## Start Given text
Thus, the compressed air pressure in the air reservoir AR is fed into the 
brake cylinder BC so that a brake force is applied to the wheel of the 
railway car. In addition, when the rod 102 of controller 110 is pushed 
back slightly to the left due to the pressure in the straight air line SAP 
and the pushing forces of the two sides, an equilibrium is reached on the 
right and left sides of the rod 102. Thus, the braking contact 104 will be 
opened so that the brake soleoid valve BMV is deenergized and its valve is 
reseated. Thus, the straight air line SAP is no longer pressurized by the 
main pressure reservoir line MRP. At this time, the release contact 103 
also remains opened. Therefore, the straight air pipe or line SAP is 
neither pressurized nor exhausted so that the system is in a lapped 
condition. 
In this lapped condition, if the brake valve BV is moved to a lesser or 
lower notch, or position of braking, the control line CP will be exhausted 
to a certain degree depending on the particular selected brake position. 
Thus, the rod 102 will move to the left and the release contact 103 will 
close. This causes the release solenoid valve RMV to be energized which 
results in the unseating and opening of the air portion of the valve.
## End Given text
Reproduce the railway brake passage word for word, beginning with the words "In this lapped" and stopping after the words "selected brake position.".
## Start Dataset excerpts
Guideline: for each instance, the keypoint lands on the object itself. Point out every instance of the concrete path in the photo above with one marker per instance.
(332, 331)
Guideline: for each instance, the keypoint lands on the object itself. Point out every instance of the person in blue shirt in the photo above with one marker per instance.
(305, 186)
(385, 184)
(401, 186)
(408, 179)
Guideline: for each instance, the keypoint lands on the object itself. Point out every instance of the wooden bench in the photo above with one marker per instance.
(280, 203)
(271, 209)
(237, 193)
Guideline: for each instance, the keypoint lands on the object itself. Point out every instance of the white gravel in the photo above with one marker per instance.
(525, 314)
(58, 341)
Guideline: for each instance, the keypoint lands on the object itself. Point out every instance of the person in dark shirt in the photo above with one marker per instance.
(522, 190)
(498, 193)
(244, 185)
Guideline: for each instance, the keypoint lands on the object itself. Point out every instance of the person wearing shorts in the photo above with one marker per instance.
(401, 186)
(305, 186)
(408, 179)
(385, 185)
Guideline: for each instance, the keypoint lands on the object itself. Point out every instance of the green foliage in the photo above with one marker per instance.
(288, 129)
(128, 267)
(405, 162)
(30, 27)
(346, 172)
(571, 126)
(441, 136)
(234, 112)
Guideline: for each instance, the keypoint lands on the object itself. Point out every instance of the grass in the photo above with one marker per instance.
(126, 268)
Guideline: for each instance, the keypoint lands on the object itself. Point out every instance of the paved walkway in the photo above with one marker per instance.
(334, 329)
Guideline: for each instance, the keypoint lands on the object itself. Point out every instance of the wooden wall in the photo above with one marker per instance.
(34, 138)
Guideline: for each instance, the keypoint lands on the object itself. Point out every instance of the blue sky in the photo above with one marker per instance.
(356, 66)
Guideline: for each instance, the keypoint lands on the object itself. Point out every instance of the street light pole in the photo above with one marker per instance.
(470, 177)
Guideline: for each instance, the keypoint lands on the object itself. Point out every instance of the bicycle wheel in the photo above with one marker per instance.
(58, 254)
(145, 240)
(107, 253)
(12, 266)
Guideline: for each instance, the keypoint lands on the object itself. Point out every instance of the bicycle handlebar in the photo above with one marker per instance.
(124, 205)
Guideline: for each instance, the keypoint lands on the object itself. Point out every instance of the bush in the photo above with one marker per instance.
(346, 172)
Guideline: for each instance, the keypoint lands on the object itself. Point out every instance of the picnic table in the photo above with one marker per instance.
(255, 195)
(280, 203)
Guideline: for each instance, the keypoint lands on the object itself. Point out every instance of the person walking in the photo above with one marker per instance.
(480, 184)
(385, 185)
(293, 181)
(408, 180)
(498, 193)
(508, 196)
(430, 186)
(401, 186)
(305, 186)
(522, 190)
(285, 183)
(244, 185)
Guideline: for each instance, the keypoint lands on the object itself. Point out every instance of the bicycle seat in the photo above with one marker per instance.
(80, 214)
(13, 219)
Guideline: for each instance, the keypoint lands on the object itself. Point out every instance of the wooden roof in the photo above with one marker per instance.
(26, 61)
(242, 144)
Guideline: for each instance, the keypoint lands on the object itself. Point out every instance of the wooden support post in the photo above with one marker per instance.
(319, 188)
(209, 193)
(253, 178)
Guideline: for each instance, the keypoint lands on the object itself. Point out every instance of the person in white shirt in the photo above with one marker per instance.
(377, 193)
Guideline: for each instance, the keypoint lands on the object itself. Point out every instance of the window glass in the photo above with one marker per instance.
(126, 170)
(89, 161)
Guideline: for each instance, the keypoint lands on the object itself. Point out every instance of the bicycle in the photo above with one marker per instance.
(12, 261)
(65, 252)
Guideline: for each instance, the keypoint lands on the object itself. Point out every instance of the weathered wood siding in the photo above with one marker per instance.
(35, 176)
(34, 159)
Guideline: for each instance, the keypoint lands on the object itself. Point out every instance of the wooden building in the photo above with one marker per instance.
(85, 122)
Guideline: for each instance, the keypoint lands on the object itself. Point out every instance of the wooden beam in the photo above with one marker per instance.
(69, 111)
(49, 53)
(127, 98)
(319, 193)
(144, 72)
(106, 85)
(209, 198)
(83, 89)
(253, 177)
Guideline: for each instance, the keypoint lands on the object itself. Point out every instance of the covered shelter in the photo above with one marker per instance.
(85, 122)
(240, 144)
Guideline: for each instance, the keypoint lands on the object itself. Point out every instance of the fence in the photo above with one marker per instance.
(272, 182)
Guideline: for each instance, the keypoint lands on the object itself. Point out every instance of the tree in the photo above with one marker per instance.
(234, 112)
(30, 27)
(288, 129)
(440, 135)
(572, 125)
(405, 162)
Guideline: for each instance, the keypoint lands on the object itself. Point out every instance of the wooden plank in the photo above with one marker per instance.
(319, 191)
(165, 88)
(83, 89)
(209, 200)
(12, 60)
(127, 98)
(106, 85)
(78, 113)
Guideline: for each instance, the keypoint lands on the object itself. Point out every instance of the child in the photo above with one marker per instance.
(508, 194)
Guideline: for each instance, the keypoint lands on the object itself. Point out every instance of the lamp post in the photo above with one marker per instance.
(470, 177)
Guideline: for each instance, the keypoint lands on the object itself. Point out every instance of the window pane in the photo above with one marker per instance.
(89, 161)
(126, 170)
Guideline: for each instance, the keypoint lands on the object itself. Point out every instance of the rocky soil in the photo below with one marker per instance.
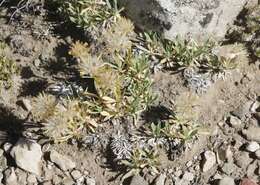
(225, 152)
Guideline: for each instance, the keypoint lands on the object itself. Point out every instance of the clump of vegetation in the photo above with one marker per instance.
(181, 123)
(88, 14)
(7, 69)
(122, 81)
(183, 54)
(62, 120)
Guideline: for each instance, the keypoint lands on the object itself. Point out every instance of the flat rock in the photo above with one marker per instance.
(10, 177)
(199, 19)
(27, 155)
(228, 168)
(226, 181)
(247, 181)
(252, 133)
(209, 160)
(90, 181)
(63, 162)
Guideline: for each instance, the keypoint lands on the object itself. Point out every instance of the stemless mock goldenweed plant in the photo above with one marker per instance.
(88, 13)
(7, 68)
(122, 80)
## End Dataset excerpts
## Start Dataset excerpts
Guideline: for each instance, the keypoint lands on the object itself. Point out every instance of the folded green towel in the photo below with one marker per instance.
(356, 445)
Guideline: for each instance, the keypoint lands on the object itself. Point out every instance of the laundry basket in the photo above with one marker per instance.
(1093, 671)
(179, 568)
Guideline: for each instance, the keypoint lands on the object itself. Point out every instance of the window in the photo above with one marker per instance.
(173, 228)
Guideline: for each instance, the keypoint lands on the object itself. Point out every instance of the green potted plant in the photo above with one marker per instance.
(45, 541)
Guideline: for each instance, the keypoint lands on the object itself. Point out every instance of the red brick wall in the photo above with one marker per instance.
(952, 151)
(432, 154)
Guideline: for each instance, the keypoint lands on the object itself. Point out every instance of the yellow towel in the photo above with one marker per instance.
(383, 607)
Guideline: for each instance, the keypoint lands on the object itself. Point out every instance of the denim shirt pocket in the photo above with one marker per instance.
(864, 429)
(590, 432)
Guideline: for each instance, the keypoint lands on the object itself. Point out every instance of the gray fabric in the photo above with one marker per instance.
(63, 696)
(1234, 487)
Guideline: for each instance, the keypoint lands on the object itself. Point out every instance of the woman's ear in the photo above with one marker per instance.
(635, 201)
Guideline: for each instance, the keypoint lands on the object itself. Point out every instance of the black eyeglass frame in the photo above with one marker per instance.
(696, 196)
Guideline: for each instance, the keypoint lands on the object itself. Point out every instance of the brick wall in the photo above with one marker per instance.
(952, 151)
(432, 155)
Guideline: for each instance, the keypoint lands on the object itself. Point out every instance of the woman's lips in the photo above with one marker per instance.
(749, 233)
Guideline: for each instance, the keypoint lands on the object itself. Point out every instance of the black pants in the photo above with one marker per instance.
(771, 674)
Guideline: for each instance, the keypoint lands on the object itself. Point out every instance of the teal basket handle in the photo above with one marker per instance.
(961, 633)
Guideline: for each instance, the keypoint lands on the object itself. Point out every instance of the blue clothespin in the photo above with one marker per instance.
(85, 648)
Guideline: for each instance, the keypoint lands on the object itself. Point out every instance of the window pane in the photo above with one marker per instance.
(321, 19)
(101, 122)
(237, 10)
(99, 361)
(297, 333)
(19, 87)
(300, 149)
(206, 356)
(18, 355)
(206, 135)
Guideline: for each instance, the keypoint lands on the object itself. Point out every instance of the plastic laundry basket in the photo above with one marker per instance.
## End Dataset excerpts
Finished exercise ▸
In this lapped condition, if the brake valve BV is moved to a lesser or 
lower notch, or position of braking, the control line CP will be exhausted 
to a certain degree depending on the particular selected brake position.